>> Start RECORDED INFORMATION

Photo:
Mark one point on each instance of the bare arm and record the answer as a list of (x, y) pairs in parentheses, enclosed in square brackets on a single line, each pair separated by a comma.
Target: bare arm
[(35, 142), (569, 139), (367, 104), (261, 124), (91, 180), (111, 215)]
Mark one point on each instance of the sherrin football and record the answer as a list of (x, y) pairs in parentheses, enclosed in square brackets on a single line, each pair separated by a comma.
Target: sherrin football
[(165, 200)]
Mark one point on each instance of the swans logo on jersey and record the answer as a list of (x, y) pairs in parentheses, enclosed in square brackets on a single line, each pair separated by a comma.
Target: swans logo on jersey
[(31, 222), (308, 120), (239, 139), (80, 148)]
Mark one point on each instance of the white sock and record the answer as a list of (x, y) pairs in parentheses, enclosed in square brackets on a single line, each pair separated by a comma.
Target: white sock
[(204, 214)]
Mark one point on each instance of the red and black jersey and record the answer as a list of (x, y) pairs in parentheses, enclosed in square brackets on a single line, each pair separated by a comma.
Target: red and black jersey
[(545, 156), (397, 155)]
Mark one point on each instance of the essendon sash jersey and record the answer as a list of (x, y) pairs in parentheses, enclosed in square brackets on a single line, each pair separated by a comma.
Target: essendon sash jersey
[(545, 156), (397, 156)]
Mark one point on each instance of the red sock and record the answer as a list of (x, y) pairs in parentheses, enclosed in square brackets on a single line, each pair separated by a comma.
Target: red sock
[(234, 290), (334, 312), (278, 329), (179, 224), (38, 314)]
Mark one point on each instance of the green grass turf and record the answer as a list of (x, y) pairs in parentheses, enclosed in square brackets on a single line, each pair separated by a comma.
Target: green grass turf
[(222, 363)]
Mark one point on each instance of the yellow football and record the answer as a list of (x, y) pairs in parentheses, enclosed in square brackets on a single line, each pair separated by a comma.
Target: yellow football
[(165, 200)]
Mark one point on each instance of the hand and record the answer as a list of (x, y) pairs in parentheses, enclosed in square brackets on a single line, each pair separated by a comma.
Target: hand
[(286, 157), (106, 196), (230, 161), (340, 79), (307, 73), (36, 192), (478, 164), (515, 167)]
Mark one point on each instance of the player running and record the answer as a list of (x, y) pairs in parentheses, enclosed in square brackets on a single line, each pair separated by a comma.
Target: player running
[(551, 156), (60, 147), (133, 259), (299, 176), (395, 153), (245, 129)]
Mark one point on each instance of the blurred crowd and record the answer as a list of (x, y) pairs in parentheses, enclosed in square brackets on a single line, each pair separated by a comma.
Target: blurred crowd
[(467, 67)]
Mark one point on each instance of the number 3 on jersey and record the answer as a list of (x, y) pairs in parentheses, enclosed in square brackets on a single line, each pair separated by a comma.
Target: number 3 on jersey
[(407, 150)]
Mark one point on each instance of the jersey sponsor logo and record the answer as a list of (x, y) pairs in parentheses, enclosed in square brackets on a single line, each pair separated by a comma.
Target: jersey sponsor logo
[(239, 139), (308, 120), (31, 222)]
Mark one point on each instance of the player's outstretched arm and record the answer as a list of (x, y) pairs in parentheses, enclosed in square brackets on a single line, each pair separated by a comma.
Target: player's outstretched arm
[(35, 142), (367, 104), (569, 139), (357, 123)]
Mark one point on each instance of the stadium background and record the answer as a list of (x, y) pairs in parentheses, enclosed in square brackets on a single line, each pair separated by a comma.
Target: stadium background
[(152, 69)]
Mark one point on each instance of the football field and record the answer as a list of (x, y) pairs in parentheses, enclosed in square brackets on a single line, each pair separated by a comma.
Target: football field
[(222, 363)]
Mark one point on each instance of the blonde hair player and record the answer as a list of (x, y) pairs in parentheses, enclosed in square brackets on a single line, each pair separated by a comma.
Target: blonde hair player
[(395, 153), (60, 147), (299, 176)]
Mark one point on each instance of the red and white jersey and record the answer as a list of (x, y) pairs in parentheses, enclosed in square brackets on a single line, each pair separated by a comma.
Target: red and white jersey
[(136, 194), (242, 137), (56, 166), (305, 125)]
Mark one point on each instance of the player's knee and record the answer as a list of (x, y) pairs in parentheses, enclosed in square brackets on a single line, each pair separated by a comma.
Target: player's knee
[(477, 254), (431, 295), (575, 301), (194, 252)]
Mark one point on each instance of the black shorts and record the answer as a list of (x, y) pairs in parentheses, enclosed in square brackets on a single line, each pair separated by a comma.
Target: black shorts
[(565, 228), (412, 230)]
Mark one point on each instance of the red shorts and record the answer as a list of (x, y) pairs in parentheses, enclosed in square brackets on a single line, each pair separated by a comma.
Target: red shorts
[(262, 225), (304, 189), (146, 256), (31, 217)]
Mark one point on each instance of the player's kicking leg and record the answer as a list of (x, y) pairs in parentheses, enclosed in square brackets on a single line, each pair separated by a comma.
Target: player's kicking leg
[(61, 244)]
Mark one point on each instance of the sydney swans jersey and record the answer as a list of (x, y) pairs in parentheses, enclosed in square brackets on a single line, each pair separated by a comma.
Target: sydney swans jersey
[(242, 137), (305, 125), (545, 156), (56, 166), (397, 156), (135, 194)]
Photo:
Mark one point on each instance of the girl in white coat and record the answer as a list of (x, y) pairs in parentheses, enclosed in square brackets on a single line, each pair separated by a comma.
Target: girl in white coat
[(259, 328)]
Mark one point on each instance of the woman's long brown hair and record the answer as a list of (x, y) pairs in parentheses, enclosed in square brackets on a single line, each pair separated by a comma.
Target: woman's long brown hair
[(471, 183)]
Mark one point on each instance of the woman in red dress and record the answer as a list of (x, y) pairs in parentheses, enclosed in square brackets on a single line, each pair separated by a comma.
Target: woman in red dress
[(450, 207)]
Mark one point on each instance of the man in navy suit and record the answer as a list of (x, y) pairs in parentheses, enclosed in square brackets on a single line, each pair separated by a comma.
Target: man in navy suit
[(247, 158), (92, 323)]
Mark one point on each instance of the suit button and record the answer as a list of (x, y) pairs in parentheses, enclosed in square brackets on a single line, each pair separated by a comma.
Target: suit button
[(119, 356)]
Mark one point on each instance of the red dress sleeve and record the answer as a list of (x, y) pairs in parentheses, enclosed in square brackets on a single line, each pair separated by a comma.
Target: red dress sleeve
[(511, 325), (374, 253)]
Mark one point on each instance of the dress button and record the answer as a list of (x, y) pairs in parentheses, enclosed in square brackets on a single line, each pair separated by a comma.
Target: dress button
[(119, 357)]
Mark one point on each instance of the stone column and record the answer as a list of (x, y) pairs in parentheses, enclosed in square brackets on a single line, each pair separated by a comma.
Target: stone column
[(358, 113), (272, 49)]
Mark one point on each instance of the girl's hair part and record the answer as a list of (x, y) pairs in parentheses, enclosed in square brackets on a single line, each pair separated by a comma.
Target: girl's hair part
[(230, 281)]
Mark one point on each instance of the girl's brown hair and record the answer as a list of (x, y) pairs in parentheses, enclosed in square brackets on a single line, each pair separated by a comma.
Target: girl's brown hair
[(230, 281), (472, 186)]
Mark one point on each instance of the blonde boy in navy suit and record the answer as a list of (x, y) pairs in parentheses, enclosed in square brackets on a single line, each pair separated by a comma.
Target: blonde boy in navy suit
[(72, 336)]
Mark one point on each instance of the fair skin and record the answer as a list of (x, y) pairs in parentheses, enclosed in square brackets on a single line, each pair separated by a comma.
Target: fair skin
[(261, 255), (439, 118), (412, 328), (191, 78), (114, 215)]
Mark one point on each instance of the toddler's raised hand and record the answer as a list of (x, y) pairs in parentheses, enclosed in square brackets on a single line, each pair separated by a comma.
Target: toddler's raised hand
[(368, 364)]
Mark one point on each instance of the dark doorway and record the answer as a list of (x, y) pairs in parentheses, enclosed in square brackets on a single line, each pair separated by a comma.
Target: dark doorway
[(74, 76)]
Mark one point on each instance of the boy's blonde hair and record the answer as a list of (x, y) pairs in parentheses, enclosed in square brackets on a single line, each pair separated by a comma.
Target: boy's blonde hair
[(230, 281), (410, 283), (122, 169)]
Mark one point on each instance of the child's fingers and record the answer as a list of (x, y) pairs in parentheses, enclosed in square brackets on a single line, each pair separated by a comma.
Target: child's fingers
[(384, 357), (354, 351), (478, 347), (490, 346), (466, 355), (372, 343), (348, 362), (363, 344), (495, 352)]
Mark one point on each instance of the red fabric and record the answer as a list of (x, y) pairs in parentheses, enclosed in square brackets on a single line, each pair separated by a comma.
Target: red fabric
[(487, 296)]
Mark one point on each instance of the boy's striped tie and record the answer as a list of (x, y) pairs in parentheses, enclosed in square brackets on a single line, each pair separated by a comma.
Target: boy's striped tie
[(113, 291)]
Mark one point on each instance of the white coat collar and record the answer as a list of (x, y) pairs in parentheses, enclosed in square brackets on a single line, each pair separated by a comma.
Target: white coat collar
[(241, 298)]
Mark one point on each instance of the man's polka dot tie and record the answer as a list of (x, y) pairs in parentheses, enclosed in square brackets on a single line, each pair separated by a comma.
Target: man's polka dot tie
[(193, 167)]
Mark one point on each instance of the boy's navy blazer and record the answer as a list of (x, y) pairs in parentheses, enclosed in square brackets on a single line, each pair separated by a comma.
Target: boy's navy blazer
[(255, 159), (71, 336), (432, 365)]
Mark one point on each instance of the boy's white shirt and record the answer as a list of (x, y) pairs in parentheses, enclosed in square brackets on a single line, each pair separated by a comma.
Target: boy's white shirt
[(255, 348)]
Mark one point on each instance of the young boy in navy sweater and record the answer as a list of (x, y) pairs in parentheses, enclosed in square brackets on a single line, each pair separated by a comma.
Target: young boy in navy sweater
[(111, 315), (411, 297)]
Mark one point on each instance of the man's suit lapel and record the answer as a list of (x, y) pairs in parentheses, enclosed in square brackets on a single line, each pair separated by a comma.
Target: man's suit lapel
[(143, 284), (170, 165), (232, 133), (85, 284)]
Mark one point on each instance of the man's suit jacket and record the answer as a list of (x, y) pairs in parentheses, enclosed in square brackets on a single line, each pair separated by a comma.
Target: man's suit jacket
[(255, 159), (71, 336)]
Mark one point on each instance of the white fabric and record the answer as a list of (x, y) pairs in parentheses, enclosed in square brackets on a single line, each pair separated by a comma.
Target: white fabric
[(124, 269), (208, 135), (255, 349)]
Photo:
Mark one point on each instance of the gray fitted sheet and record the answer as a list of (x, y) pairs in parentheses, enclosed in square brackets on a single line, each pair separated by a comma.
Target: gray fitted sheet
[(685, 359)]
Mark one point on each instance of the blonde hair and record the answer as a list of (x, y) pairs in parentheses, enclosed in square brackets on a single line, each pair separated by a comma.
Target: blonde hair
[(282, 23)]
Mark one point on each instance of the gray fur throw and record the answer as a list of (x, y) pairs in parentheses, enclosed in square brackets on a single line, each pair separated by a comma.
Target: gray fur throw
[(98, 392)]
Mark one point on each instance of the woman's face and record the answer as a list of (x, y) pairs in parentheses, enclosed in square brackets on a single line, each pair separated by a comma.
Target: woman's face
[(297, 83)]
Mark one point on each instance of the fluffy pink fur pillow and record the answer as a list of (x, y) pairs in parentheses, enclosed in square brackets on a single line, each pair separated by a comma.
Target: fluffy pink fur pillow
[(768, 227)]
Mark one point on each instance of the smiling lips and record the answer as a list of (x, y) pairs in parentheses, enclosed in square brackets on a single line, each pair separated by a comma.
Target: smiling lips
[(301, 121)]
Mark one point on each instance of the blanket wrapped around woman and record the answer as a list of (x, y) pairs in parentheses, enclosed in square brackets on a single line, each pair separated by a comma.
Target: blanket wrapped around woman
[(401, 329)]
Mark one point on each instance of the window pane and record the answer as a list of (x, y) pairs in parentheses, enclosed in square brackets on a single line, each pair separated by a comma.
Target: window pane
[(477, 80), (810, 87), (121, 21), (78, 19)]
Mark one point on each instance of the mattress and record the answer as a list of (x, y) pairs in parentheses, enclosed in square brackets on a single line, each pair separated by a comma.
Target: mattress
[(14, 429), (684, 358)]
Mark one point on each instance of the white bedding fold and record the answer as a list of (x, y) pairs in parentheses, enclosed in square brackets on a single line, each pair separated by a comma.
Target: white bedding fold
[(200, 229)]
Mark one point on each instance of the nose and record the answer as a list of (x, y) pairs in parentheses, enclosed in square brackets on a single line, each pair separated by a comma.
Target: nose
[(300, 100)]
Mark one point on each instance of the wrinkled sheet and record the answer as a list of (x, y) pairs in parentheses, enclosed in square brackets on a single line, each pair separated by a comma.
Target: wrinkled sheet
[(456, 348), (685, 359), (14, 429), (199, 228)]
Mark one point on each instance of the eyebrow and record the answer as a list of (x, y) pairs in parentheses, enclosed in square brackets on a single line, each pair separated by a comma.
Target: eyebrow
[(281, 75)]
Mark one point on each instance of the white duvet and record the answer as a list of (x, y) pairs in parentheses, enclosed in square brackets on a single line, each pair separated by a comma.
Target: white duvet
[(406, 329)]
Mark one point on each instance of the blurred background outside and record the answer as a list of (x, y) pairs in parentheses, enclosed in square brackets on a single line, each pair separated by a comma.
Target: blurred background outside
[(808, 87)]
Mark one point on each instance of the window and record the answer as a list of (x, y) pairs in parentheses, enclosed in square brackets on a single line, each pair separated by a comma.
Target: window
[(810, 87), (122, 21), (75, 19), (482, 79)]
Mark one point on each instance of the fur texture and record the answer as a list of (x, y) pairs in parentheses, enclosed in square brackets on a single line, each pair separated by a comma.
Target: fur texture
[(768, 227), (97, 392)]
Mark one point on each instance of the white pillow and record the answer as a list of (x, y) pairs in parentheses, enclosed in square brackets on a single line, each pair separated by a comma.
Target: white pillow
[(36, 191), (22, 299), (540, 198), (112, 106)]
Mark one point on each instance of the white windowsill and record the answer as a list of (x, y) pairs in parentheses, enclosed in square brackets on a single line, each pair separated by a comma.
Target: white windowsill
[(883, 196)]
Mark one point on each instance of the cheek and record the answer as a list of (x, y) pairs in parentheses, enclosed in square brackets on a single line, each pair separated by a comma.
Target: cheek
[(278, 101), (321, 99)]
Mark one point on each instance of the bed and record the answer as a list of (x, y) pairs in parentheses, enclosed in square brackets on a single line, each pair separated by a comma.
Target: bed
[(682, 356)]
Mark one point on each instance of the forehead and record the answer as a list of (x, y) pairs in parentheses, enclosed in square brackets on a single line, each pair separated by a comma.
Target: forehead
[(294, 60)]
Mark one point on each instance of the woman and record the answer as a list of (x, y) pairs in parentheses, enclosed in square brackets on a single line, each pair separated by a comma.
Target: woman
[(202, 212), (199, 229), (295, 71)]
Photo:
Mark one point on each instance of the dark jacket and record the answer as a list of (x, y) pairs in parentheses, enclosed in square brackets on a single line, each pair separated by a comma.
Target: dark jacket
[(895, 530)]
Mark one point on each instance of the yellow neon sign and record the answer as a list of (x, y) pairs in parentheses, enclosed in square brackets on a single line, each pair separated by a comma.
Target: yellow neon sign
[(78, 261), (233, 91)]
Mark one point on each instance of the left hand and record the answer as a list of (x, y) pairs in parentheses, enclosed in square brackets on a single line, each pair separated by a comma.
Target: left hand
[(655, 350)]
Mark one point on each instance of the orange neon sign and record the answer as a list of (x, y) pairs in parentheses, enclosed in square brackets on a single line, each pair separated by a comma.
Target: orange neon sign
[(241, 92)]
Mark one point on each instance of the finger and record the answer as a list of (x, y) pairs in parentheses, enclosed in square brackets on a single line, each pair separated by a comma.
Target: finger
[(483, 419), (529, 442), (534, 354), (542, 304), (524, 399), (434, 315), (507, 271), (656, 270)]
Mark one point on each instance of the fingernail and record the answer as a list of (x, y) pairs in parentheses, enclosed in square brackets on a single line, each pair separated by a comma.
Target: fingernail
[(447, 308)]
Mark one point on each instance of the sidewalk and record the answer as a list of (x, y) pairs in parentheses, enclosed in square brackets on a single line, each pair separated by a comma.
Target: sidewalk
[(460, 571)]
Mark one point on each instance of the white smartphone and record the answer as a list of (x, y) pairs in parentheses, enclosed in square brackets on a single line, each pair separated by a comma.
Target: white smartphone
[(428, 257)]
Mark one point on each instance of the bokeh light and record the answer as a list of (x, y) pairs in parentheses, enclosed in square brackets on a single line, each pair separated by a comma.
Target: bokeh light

>> End RECORDED INFORMATION

## TASK
Beginning at the line that contains "Mark one point on each instance of the fingernail", retype each line of the listing up to and including the last one, exactly as it stands, and nothing else.

## WORKED SOLUTION
Mark one point on each instance of the fingernail and record the answer as a list of (x, y) pairs in parentheses, enclosed in square brackets on a single line, each pair separated by a comma.
Target: fingernail
[(447, 308)]
Mark one point on each instance of the sidewalk and record the answer as a list of (x, y) pairs in parentheses, enclosed in square brackets on a single line, each pair separated by a comma.
Target: sidewalk
[(460, 571)]
Mark one point on each instance of the white smartphone and record the answer as a list of (x, y) pairs in parentheses, enclosed in square brackets on a single line, each pair separated by a comma.
Target: white smartphone
[(428, 257)]
Mark one point on each instance of the bokeh light and record the answer as a list of (x, y) pairs in parentheses, enclosed in square brackets on a single line, each pair separated by a comma.
Target: bokeh light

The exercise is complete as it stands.